Closing Price vs. Asking Price

Closing price is the value of a stock at the market close, while the asking price determines value during the day.

Closing price is the value of a stock at the market close, while the asking price determines value during the day.

The closing price of a stock or another security is the last price at which it trades during the regular trading day. The asking price of a stock, more commonly known as the ask price, is the minimum price for which a seller is willing to sell it. Similarly, the bid price is the highest price a would-be buyer is willing to pay for a share of a given stock.

Closing Stock Price Definition

Traditionally, stock markets aren't open 24 hours a day. In fact, they're essentially only open during the business day on weekdays, with trading closed on weekends and holidays. In older exchanges, such as the New York Stock Exchange, a bell was historically rung to signal the start and end of the trading day. Exact hours and days of operation vary from market to market and country to country.

Nowadays, most exchanges use digital bells, and most trading is also conducted electronically, but the concept of the market opening and closing remains in place. One data point to which people watching the stock market often pay attention is the closing price of a stock. The closing stock price refers to the last price at which a stock traded during the official trading day.

Since it may take some time to fully process trades entered close to the end of the trading day, the final closing price isn't always available immediately after the market closes.

## [RECORDS PROVIDED]
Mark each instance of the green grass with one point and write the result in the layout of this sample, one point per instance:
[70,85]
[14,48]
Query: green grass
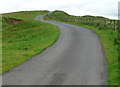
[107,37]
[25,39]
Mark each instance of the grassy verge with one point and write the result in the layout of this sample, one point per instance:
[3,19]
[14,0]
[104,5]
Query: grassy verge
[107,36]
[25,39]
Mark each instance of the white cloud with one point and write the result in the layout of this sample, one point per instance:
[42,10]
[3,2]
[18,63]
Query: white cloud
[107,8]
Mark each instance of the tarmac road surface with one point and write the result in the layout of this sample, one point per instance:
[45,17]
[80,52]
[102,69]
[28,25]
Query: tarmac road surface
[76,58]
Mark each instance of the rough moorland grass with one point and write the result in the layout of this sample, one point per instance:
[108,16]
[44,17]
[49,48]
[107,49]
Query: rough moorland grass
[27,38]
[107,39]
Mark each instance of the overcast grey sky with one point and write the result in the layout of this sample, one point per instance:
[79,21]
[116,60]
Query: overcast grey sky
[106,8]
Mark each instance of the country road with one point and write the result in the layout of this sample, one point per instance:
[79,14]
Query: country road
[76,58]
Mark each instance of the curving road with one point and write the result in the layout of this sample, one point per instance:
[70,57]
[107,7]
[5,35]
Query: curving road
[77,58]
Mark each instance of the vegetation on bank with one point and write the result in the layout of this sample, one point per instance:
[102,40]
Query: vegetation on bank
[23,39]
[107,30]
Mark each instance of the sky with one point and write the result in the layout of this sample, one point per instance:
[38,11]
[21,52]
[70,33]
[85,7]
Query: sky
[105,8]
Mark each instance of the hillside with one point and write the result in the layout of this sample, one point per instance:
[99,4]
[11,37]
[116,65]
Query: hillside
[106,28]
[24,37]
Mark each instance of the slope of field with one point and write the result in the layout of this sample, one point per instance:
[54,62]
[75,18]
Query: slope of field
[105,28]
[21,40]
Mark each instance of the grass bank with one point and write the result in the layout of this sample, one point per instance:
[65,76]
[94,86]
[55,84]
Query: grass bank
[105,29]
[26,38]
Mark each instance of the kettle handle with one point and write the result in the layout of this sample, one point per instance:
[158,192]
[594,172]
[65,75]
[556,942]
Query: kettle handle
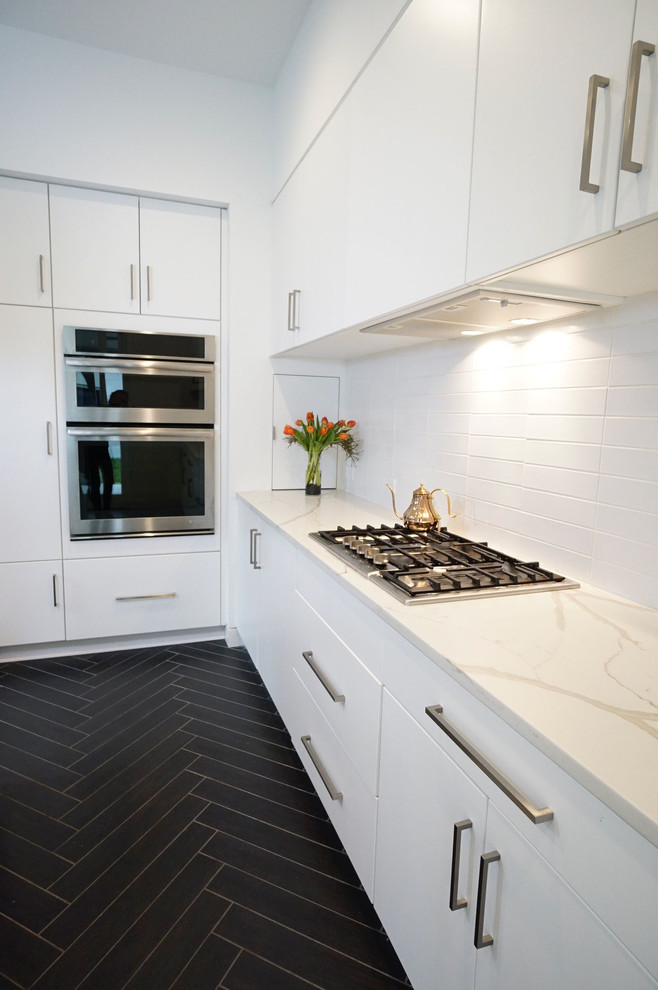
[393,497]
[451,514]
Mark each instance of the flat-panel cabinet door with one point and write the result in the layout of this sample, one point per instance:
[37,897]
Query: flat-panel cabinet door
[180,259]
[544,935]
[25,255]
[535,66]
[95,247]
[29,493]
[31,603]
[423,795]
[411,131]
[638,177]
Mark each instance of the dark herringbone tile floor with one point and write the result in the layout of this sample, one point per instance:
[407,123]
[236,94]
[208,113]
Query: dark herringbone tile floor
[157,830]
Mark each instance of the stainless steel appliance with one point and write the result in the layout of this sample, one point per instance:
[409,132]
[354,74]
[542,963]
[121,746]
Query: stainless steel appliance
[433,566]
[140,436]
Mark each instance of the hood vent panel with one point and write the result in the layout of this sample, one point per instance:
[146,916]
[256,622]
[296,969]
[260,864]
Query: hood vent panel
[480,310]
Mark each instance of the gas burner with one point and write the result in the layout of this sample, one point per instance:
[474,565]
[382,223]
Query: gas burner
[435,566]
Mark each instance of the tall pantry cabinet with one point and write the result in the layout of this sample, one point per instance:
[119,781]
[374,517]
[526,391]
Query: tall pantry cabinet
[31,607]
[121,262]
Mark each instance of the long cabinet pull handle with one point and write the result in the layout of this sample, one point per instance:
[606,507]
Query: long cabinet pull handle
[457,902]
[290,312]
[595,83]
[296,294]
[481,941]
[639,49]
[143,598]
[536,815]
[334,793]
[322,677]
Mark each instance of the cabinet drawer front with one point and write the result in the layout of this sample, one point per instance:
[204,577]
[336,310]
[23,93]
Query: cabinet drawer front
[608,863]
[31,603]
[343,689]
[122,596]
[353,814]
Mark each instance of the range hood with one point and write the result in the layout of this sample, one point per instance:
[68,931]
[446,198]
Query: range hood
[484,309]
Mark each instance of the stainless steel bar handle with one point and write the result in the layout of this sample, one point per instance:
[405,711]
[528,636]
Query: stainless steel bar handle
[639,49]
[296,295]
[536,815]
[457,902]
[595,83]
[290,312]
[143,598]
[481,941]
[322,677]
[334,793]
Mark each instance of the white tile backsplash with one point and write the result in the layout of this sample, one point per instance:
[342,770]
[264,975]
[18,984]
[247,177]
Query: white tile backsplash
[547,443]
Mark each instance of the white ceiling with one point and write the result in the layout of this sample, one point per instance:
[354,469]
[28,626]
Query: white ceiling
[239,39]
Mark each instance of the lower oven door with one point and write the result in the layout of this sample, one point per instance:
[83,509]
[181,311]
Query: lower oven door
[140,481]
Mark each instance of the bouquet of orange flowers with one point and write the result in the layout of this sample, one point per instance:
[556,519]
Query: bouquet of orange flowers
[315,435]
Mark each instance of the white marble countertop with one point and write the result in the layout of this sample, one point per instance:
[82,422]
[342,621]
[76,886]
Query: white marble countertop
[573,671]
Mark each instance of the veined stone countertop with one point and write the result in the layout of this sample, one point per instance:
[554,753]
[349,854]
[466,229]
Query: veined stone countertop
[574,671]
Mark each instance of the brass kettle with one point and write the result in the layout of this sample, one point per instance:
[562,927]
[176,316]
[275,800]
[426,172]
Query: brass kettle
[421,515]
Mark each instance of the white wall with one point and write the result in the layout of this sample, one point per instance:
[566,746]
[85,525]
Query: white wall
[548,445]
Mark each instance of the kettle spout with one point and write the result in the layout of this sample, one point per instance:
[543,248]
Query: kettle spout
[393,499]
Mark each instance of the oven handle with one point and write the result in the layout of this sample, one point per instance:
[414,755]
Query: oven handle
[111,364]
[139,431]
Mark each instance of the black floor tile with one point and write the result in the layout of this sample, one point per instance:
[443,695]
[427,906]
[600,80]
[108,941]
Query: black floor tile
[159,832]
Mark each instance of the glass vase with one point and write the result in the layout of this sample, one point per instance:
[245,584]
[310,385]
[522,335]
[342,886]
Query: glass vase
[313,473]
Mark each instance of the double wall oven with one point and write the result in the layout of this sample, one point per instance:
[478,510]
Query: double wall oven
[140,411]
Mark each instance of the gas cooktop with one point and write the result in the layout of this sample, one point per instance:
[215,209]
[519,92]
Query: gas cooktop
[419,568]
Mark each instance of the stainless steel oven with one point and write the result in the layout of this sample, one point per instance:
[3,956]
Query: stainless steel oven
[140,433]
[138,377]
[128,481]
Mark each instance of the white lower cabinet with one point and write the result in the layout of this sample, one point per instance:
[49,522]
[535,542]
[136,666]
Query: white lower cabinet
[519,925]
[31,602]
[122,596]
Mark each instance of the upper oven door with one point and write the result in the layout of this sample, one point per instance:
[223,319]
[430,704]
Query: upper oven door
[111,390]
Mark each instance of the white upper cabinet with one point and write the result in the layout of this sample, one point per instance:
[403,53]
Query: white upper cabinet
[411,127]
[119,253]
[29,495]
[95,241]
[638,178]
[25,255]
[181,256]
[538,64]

## [REQUIREMENTS]
[1] In the explainer on closing and asking prices above, what does a stock's closing price refer to?
[2] Set down the passage from the explainer on closing and asking prices, starting at "Nowadays, most exchanges" and ending at "official trading day.".
[3] Resume the explainer on closing and asking prices after its last sentence.

## [TASK-BY-TASK OUTPUTS]
[1] The last price at which the stock traded during the official trading day.

[2]
Nowadays, most exchanges use digital bells, and most trading is also conducted electronically, but the concept of the market opening and closing remains in place. One data point to which people watching the stock market often pay attention is the closing price of a stock. The closing stock price refers to the last price at which a stock traded during the official trading day.

[3]
Ask and Bid Prices

Stock market professionals sometimes talk about ask and bid prices for particular stocks. The ask price reflects the amount of money that someone is asking for a share or group of shares of a particular stock. In other words, it is the minimum amount for which someone is willing to sell that amount of stock. The ask price is sometimes also referred to as an offer price since it reflects a price for which someone is offering to sell the stock.

The bid price reflects the other side of the transaction. Specifically, it's the maximum amount that someone is willing to pay for a group of shares that he wishes to purchase. In order for a trade to actually take place, someone must bid as much as someone else is asking for a particular set of shares.

The difference between the lowest ask price and the highest bid price for a stock is known as the bid-ask spread. Stocks or other securities with a smaller bid-ask spread are considered more liquid since there will be more successfully completed trades for these securities.

The same terminology is also used in other financial markets, from commodities trading to cryptocurrency markets such as Bitcoin.

Obtaining Stock Quotes

If you follow the stock market, you might see stock quotes published in newspapers, online and on television. Historically, newspaper financial pages printed the closing price for each stock alongside the highest and lowest prices at which the stock traded during the trading day.

Nowadays, all of that information is available online, but it's also possible to get real-time or near real-time quotes during the trading day, showing the most recent price at which a particular stock traded. You can get this information through an online brokerage of your choice or many financial news sites.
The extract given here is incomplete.